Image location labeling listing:
------------------------------

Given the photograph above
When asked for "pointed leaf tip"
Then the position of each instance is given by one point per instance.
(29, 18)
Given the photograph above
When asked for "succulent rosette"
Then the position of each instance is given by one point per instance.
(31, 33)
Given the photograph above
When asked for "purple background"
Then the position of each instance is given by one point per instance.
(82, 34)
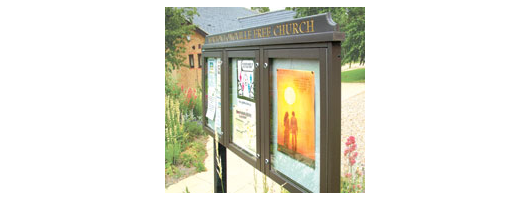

------------------------------

Aim: Rewrite the listing above, replacing every "photograph" with "image" and leaving everything else unchanged. Leave the pictures out of your answer.

Exercise result:
Given the image above
When asked for "pointed leaf tip"
Then the position of each instance is given by one point per instance.
(29, 18)
Given the image above
When asked for "succulent rosette"
Then the position of each instance is given by one point per instance.
(31, 33)
Given the image above
When asked for "purple background"
Then the position of each instance is given by one point per instance.
(82, 34)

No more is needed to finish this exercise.